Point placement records
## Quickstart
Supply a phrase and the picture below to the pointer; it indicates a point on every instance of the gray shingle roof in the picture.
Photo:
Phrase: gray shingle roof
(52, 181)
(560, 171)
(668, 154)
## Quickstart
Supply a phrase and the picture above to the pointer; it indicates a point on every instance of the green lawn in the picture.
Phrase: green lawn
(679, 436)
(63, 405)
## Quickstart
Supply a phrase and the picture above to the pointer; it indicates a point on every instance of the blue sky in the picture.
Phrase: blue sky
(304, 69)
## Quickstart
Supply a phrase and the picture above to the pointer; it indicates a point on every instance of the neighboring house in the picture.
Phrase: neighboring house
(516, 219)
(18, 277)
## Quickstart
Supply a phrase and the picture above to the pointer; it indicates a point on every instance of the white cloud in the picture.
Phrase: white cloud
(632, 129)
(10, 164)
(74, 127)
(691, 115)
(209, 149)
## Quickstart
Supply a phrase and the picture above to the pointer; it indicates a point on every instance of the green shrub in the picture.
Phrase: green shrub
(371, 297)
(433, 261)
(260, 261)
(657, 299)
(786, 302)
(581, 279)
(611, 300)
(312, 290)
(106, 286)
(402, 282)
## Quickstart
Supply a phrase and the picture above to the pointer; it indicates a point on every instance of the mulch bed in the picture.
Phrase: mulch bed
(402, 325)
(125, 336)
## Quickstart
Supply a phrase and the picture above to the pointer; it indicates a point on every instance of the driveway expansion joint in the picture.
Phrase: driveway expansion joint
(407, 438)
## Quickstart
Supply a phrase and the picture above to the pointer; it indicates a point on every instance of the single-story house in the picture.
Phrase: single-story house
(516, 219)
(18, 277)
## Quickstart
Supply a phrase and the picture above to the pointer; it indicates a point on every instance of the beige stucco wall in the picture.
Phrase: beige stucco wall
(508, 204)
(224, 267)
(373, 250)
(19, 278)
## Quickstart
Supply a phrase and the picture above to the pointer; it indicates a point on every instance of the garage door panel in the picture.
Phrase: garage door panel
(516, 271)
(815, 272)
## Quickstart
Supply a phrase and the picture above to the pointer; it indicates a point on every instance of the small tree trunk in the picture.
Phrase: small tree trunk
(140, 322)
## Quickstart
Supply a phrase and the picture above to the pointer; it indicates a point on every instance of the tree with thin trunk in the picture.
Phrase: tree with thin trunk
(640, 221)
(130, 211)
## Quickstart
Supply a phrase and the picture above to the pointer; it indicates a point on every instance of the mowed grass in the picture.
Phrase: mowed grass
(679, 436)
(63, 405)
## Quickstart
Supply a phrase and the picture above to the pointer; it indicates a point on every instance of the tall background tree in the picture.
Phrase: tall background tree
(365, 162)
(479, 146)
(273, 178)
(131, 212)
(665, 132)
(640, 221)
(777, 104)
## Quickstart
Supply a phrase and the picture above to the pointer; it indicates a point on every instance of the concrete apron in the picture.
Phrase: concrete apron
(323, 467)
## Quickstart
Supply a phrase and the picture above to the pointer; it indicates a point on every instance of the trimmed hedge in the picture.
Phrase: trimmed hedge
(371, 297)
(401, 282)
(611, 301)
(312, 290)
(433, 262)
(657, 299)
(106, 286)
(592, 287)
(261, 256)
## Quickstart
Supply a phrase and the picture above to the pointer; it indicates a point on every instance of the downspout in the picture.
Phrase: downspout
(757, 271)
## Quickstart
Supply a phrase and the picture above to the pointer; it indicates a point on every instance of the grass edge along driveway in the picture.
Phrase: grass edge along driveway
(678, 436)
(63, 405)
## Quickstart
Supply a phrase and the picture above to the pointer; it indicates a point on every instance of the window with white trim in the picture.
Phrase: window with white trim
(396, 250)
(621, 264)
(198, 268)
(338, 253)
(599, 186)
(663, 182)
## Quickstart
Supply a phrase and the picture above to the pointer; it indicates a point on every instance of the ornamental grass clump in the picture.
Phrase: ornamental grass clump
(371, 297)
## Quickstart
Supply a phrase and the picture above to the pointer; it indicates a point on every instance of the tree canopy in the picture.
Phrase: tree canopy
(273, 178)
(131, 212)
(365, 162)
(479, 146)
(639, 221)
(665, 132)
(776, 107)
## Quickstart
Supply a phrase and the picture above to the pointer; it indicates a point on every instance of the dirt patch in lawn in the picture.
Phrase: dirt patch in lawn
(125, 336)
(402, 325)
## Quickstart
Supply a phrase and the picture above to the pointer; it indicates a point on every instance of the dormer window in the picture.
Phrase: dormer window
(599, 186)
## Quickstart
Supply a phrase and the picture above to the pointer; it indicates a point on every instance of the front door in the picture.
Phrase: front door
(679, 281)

## What this task involves
Reproduce the complete set of lines precisely as supplied.

## Output of the task
## Quickstart
Supply a phrase and the picture below to the pointer; it indicates a point on every instance of the gray shingle roof in the picture.
Photo:
Phrase: gray shingle roof
(52, 181)
(560, 171)
(668, 154)
## Quickstart
Supply a phrase and the picture above to the pointer; it indicates a point on every instance of the green lawn in the picture.
Phrase: green lawn
(679, 436)
(63, 405)
## Quickstart
Supply a phrase and the picture above to the pointer; it indicates a point on every instance of the blue sky in the picture.
Phrase: blue sky
(304, 69)
## Quickstart
Supply a phrase and the picture above to the pointer; it indicates a point on every instance of the neighboring house in the picture.
Phrase: neighboring house
(516, 219)
(18, 277)
## Quickstart
Supply a phrase and the picture above to the pointer; it indicates a point on every instance of the white cloud in the picture.
Phrase: white cloud
(632, 129)
(10, 164)
(74, 127)
(691, 115)
(209, 149)
## Quickstart
Supply a phrase and the picture above to the pointer; it indicates a point on every instance of the green shrub in the picture.
Phrase: green shrub
(371, 297)
(433, 261)
(260, 261)
(657, 299)
(786, 302)
(581, 279)
(611, 300)
(312, 290)
(106, 286)
(402, 282)
## Quickstart
Supply a phrase and the picture above to the pointer; it indicates a point on every instance of the mulch bed in the picture.
Phrase: mulch bed
(402, 325)
(125, 336)
## Quickstart
Supply a phrase and the picture above to the pointer; it indicates a point on every instance of the driveway expansion joint in the picture.
Phrase: driveway expansion joint
(407, 438)
## Quickstart
Supply a phrase and the picture above to the pointer; it indicates a point on every instance of the single-story house in the picture.
Phrase: single-story house
(516, 219)
(18, 277)
## Quickstart
Supply a phrase and the picture above to the pointer; it indicates a point on every instance of the beige stucco wall in the picture.
Phrase: beige stucco wall
(508, 204)
(224, 267)
(373, 250)
(19, 278)
## Quickstart
Supply a phrase and the picture above to the pointer; it indicates a point on every instance of the garage door panel in the picture.
Phrase: garage door panel
(516, 271)
(815, 272)
## Quickstart
Supply a phrase and the picture above to the pointer; it indicates a point on every instance of the small tree trunk in the picture.
Phrase: small tree trunk
(140, 322)
## Quickstart
Supply a phrase and the picture above to the pointer; it indicates a point on every instance of the tree with thin trunk in the picture.
Phrase: tree with thin trunk
(640, 221)
(130, 211)
## Quickstart
Supply a phrase and the picture above to the pointer; it indicates a point on every instance of the mowed grass in the picture.
Phrase: mowed grass
(679, 436)
(63, 405)
## Quickstart
Supply a phrase and the picture above to the pointer; it indicates a point on every instance of the tall background tree in the picture.
Phrase: tall background tree
(365, 162)
(479, 146)
(273, 178)
(131, 212)
(665, 132)
(640, 221)
(777, 104)
## Quickstart
Supply a phrase and the picture above to the pointer; it indicates a point on every instance of the concrete apron in the picture.
Phrase: concrete apron
(323, 467)
## Quickstart
Supply a phrase and the picture above to the pointer; it indicates a point on every instance of the trimmed hedge in the picture.
Phrase: trimmed hedge
(371, 297)
(401, 282)
(611, 301)
(312, 290)
(433, 262)
(657, 299)
(106, 286)
(592, 287)
(261, 256)
## Quickstart
Supply a phrase and the picture above to the pointer; it indicates a point on every instance of the downspout in the picture.
Phrase: downspout
(757, 271)
## Quickstart
Supply a phrase and the picture above to the pointer; it indicates a point on every instance of the grass edge along driveway in the picture.
Phrase: grass edge along driveway
(678, 436)
(63, 405)
## Quickstart
Supply a phrase and the picture above to the pointer; it indicates a point on every instance of the window with white trim in the picture.
Phrase: window with white trim
(396, 250)
(621, 264)
(198, 268)
(338, 253)
(599, 186)
(663, 182)
## Quickstart
Supply a phrase and the picture above to the pointer; it indicates a point on every instance of the ornamental grass clump in the picture.
Phrase: ornamental grass clump
(371, 297)
## Quickstart
Supply a phrase and the picture above to the pointer; it indicates a point on every instance of the tree canopy in the picture.
Phrase: tree canopy
(273, 178)
(131, 212)
(365, 162)
(479, 146)
(639, 221)
(665, 132)
(776, 107)
## Quickstart
Supply a phrase and the picture above to the pointer; it indicates a point on every instance of the dirt patch in lawn in the picture.
Phrase: dirt patch in lawn
(125, 336)
(402, 325)
## Quickstart
Supply a phrase and the picture above to the pointer; it indicates a point on every instance of the dormer window in the picture.
Phrase: dormer window
(599, 186)
## Quickstart
Supply a phrase and the picture above to the pointer; it indicates a point on every instance of the front door in the picture.
Phrase: front door
(679, 281)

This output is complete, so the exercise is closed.